[TEXTO FORNECIDO]:

Em nota, a secretaria Estadual dos Transportes Metropolitanos disse que “valoriza os profissionais da saúde, que neste período prestam nobremente alta contribuição à sociedade”.
Medo e falta de informação
O técnico em enfermagem Jefferson Souza da Silva, 30 anos, que mora em Barueri e trabalha em um hospital na Liberdade, diz que já na quarta-feira (18) sentiu a mudança de clima em relação a ele no trem da CPTM por volta das 7h da manhã.
“Eu vou trabalhar de branco, normalmente. Quando eu entrei na estação de Barueri, dentro do trem, observei um movimento muito incomum, porque geralmente as pessoas sentam do meu lado. Nesse dia ninguém sentou, de Barueri até a Barra Funda”, diz. “Senti muitos me olhando com olhar torto, totalmente diferente”.
Ele acredita que o que despertou o medo foi sua roupa branca.

[INSTRUÇÕES A SEGUIR]:
Responda com base no texto fornecido:
(a) Segundo a nota da secretaria Estadual dos Transportes Metropolitanos, quem ela valoriza?
(b) Em que cidade mora Jefferson Souza da Silva e onde ele trabalha?
(c) O que ele acredita ter despertado o medo das pessoas no trem?

[DADOS ARMAZENADOS]:
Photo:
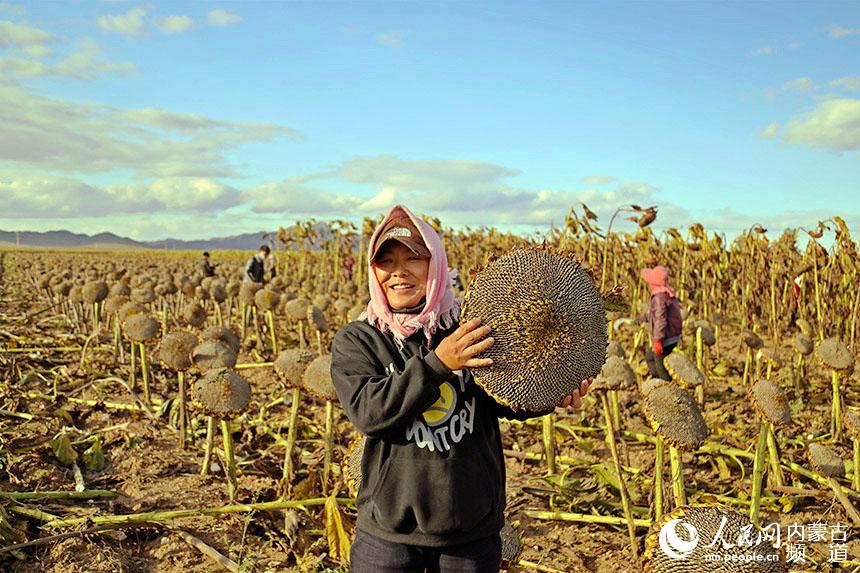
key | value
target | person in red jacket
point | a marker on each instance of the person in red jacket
(664, 320)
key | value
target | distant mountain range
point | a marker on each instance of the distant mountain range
(245, 242)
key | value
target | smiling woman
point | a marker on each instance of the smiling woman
(401, 263)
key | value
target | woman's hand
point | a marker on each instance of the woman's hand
(574, 399)
(458, 349)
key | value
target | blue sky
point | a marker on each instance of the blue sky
(197, 119)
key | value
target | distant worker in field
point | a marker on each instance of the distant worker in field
(664, 320)
(206, 266)
(258, 265)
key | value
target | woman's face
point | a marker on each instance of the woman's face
(402, 275)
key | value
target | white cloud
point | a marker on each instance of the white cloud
(803, 84)
(846, 83)
(12, 34)
(44, 196)
(12, 9)
(174, 24)
(293, 196)
(764, 51)
(390, 39)
(223, 18)
(38, 51)
(52, 134)
(463, 192)
(85, 62)
(769, 132)
(132, 23)
(597, 179)
(833, 124)
(841, 32)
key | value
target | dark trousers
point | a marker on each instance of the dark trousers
(370, 554)
(655, 362)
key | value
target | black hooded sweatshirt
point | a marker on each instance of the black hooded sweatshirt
(433, 471)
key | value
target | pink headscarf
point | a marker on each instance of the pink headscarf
(441, 307)
(658, 279)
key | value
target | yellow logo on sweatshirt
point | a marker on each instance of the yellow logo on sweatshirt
(442, 408)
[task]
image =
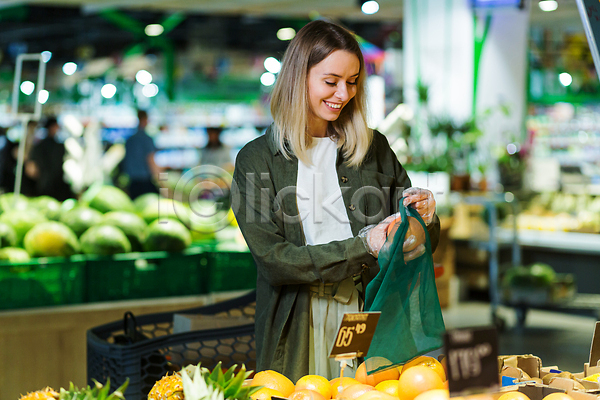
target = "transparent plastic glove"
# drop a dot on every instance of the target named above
(374, 236)
(414, 240)
(421, 200)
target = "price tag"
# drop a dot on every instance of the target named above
(355, 334)
(472, 359)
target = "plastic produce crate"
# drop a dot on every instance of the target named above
(145, 362)
(230, 270)
(146, 275)
(42, 282)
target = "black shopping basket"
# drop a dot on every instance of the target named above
(156, 351)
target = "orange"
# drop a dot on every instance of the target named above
(435, 394)
(306, 394)
(339, 384)
(376, 395)
(274, 380)
(514, 395)
(558, 396)
(316, 383)
(391, 387)
(418, 379)
(353, 392)
(427, 362)
(374, 379)
(265, 394)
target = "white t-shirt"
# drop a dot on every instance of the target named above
(319, 197)
(324, 219)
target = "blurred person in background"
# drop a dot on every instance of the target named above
(215, 152)
(139, 164)
(45, 164)
(316, 247)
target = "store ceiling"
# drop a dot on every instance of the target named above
(347, 9)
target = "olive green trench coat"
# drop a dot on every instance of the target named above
(264, 203)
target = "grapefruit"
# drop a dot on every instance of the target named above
(265, 394)
(373, 379)
(429, 362)
(435, 394)
(339, 384)
(315, 382)
(306, 394)
(353, 392)
(273, 380)
(418, 379)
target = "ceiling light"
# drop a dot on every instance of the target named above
(46, 56)
(565, 79)
(27, 87)
(369, 7)
(143, 77)
(154, 30)
(286, 33)
(150, 90)
(43, 96)
(548, 5)
(272, 65)
(267, 79)
(69, 68)
(108, 91)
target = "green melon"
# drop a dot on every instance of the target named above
(51, 239)
(80, 219)
(105, 198)
(167, 235)
(104, 240)
(8, 235)
(131, 224)
(9, 202)
(14, 254)
(47, 205)
(166, 208)
(22, 221)
(142, 201)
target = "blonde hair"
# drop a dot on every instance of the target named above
(290, 103)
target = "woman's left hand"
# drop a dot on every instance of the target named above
(421, 200)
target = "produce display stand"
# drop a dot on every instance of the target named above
(82, 279)
(160, 351)
(493, 245)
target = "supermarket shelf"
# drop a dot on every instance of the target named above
(557, 241)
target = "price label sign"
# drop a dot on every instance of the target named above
(472, 359)
(355, 334)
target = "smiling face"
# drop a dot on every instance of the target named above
(331, 85)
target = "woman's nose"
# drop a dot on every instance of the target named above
(342, 92)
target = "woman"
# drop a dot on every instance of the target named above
(303, 192)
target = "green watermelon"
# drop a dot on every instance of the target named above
(22, 221)
(105, 198)
(51, 239)
(167, 235)
(166, 208)
(142, 201)
(104, 240)
(80, 219)
(14, 254)
(8, 235)
(47, 205)
(8, 202)
(131, 224)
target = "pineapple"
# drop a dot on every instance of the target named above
(44, 394)
(196, 383)
(169, 387)
(99, 392)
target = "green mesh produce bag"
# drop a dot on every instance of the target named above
(411, 321)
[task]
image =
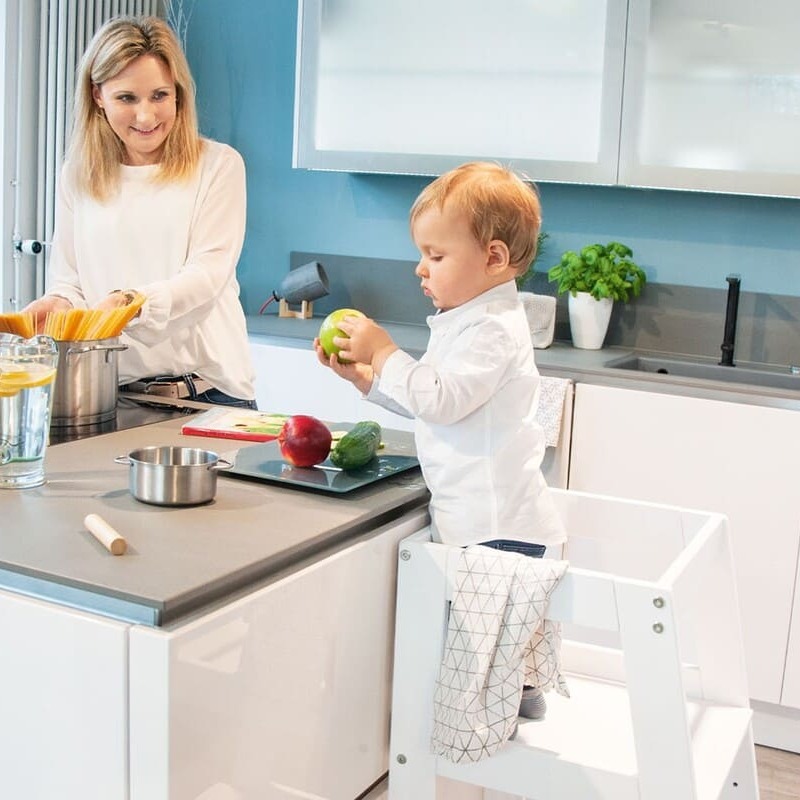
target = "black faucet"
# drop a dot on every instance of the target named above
(731, 312)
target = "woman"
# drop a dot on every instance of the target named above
(146, 206)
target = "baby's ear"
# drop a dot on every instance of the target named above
(498, 256)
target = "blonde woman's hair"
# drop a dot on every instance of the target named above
(95, 151)
(497, 203)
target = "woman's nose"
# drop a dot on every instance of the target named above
(145, 112)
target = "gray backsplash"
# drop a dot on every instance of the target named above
(666, 317)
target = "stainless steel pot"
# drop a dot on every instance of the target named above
(85, 391)
(173, 476)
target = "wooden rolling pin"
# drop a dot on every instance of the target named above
(105, 534)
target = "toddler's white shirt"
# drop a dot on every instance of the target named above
(473, 395)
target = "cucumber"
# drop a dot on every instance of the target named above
(357, 447)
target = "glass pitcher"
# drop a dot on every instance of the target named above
(27, 374)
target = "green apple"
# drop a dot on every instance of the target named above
(329, 329)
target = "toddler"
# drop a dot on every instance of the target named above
(474, 392)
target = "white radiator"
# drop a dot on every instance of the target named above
(65, 29)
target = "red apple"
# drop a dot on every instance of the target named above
(304, 441)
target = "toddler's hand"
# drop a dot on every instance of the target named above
(366, 342)
(360, 375)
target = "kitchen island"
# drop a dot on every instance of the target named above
(238, 649)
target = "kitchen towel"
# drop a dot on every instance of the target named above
(540, 309)
(497, 639)
(550, 413)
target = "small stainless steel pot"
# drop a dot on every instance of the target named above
(85, 391)
(173, 476)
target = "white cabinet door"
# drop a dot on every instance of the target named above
(791, 679)
(711, 98)
(63, 703)
(282, 694)
(421, 86)
(714, 456)
(290, 380)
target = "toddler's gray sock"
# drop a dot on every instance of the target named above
(532, 705)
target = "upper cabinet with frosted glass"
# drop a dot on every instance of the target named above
(712, 96)
(420, 86)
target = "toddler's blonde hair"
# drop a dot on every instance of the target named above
(95, 152)
(497, 203)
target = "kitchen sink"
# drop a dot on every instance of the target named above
(754, 374)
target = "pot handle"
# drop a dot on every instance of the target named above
(90, 348)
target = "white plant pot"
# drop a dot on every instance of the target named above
(588, 320)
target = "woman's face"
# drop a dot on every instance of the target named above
(140, 106)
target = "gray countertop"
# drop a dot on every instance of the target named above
(561, 359)
(178, 559)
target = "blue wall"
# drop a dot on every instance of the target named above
(242, 55)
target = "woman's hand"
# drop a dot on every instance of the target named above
(41, 307)
(117, 299)
(360, 375)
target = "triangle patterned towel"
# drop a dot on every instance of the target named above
(496, 636)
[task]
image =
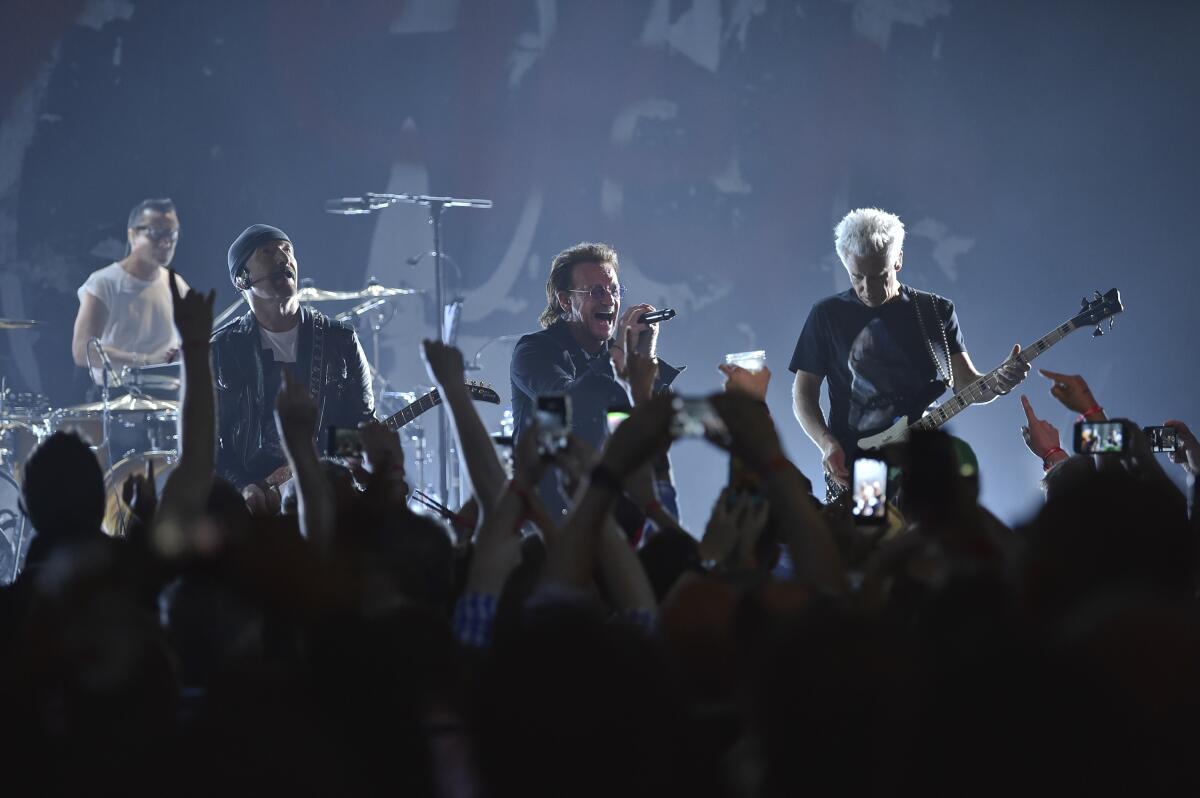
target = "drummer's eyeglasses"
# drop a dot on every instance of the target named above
(600, 293)
(159, 233)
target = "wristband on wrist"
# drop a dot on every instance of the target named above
(523, 495)
(1045, 459)
(604, 477)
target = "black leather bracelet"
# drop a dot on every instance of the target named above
(604, 477)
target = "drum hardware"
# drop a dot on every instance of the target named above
(117, 513)
(15, 531)
(437, 205)
(310, 293)
(474, 360)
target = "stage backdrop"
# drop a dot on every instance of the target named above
(1036, 150)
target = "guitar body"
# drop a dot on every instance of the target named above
(1092, 312)
(479, 391)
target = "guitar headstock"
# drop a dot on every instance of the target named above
(1096, 310)
(483, 391)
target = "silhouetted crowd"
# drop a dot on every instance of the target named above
(351, 646)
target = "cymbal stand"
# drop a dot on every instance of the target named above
(106, 414)
(372, 202)
(378, 321)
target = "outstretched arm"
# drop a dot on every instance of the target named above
(186, 490)
(807, 407)
(295, 418)
(1011, 373)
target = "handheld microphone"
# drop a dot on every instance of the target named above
(654, 317)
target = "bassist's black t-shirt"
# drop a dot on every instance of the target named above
(875, 360)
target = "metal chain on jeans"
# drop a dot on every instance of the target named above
(945, 373)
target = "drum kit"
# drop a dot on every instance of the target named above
(138, 425)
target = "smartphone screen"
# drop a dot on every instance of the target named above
(615, 417)
(1162, 438)
(343, 442)
(869, 486)
(1099, 437)
(695, 418)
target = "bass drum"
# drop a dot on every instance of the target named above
(117, 513)
(15, 531)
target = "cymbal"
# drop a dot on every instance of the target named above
(126, 403)
(174, 365)
(313, 294)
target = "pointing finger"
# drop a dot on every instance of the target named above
(1029, 409)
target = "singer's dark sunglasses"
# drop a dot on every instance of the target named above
(600, 293)
(159, 233)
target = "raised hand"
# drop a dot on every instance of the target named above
(1041, 436)
(192, 312)
(753, 435)
(1187, 451)
(528, 465)
(735, 527)
(1072, 390)
(753, 383)
(833, 461)
(444, 363)
(646, 335)
(1012, 372)
(641, 370)
(141, 493)
(295, 413)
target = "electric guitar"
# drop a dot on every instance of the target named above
(479, 391)
(1092, 313)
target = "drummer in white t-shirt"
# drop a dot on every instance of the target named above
(127, 304)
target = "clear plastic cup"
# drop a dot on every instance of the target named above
(748, 360)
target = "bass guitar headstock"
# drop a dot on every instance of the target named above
(1096, 310)
(483, 391)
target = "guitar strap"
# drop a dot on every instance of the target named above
(945, 373)
(317, 371)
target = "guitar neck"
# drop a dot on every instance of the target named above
(979, 389)
(409, 413)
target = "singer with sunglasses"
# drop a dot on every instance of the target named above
(580, 351)
(126, 305)
(250, 354)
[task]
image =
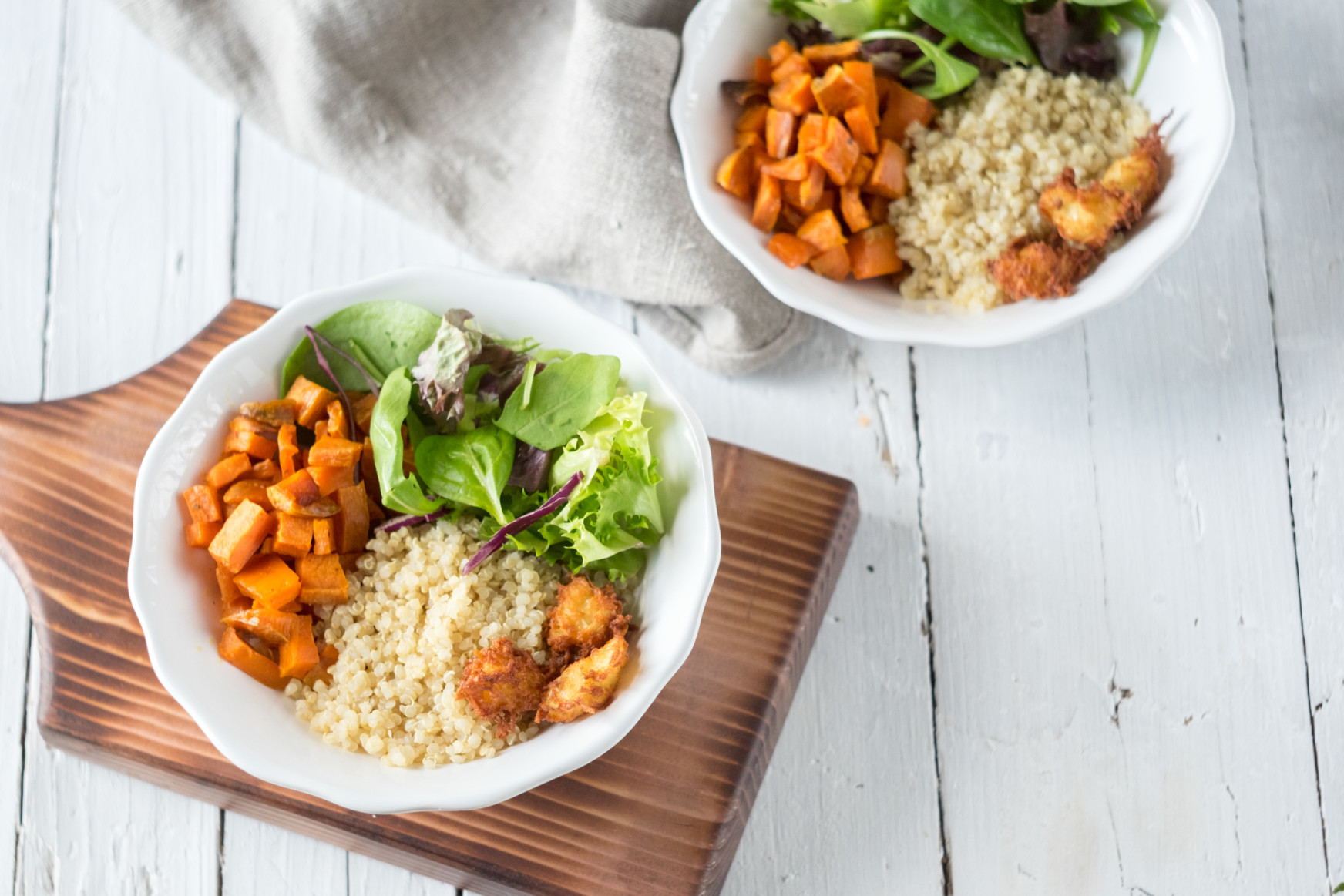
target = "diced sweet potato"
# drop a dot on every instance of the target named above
(778, 132)
(768, 202)
(791, 168)
(299, 495)
(352, 520)
(267, 581)
(309, 399)
(872, 251)
(862, 74)
(299, 655)
(323, 579)
(288, 445)
(324, 536)
(227, 471)
(252, 491)
(241, 535)
(238, 653)
(852, 210)
(862, 128)
(836, 92)
(838, 152)
(332, 450)
(203, 504)
(791, 250)
(330, 478)
(202, 532)
(751, 120)
(734, 173)
(889, 173)
(903, 109)
(832, 263)
(272, 626)
(823, 231)
(793, 94)
(294, 535)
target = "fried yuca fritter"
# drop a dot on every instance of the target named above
(502, 683)
(588, 684)
(1042, 267)
(583, 619)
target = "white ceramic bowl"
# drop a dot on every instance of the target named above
(1186, 77)
(173, 586)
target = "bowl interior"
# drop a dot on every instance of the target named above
(1186, 77)
(173, 586)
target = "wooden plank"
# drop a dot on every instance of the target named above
(141, 246)
(661, 812)
(1121, 702)
(1295, 73)
(850, 804)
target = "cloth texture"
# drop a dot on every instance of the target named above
(533, 133)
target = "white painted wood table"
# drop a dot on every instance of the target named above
(1093, 623)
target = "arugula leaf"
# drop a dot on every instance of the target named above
(381, 335)
(990, 27)
(469, 469)
(565, 397)
(950, 74)
(401, 492)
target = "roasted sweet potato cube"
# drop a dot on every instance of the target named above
(267, 581)
(299, 495)
(202, 532)
(240, 653)
(323, 579)
(823, 55)
(791, 168)
(751, 120)
(203, 504)
(241, 535)
(272, 626)
(862, 128)
(294, 535)
(734, 173)
(838, 152)
(227, 471)
(324, 536)
(889, 173)
(778, 132)
(852, 210)
(332, 450)
(791, 250)
(793, 94)
(768, 202)
(252, 491)
(299, 655)
(832, 263)
(903, 109)
(352, 520)
(822, 230)
(872, 251)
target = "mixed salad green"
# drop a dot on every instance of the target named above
(939, 47)
(545, 446)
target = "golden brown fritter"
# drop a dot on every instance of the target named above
(502, 683)
(585, 686)
(1042, 267)
(1087, 215)
(1140, 173)
(583, 619)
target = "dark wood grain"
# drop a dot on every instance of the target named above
(660, 813)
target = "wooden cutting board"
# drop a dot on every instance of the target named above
(660, 813)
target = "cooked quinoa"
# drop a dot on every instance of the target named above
(409, 628)
(975, 180)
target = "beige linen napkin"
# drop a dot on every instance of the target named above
(534, 133)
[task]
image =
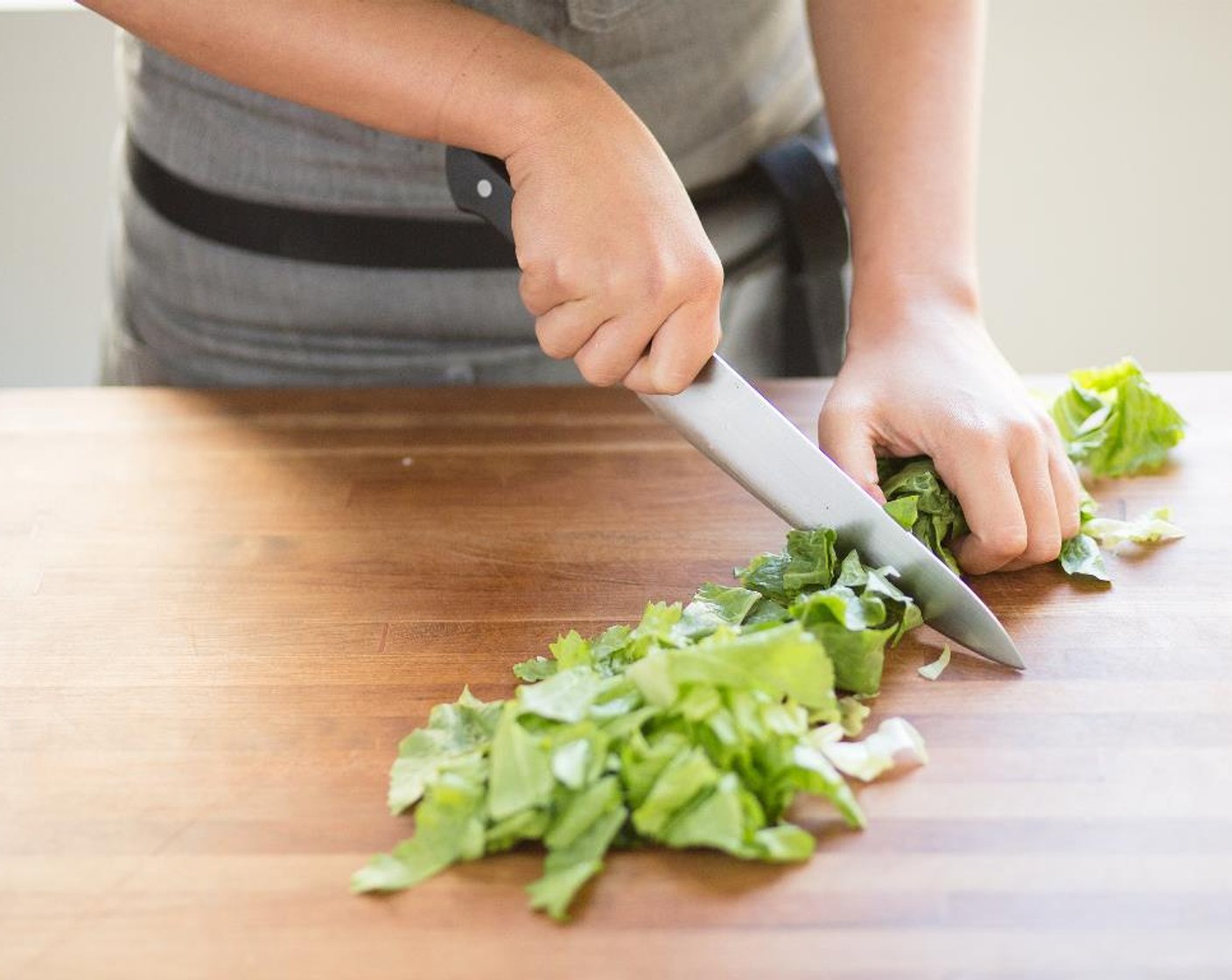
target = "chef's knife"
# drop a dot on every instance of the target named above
(739, 430)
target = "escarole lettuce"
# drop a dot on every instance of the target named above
(696, 727)
(1114, 423)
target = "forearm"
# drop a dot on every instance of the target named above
(420, 68)
(902, 83)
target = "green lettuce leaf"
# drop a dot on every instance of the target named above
(1114, 422)
(918, 500)
(689, 729)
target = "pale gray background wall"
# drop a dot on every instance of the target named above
(1105, 211)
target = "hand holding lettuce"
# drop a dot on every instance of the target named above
(1113, 423)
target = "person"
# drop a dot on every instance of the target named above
(606, 114)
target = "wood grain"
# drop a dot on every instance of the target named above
(220, 612)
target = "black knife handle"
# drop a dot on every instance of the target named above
(480, 186)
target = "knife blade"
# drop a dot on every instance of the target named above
(730, 422)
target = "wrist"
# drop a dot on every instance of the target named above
(906, 304)
(515, 90)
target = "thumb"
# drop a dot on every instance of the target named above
(848, 440)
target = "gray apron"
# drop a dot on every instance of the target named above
(716, 80)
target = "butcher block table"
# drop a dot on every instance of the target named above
(220, 611)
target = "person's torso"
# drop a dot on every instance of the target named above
(715, 80)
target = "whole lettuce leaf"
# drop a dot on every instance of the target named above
(1114, 423)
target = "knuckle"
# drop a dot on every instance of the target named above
(598, 371)
(1044, 548)
(553, 343)
(670, 380)
(1005, 542)
(1020, 431)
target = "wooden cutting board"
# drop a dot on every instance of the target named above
(220, 612)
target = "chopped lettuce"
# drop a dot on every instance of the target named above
(918, 500)
(1146, 529)
(696, 727)
(933, 671)
(894, 744)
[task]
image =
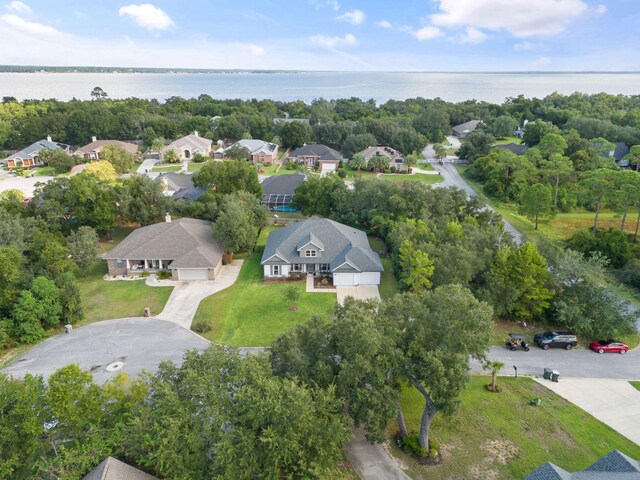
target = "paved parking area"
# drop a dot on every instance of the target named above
(360, 292)
(614, 402)
(139, 343)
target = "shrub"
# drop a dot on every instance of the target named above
(412, 445)
(201, 325)
(164, 275)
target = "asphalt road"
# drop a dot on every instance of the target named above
(574, 363)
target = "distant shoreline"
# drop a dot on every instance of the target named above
(116, 70)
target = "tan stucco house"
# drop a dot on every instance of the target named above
(185, 247)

[SOLUÇÃO]:
(a) Os profissionais da saúde.
(b) Ele mora em Barueri e trabalha em um hospital na Liberdade.
(c) A roupa branca que ele usava.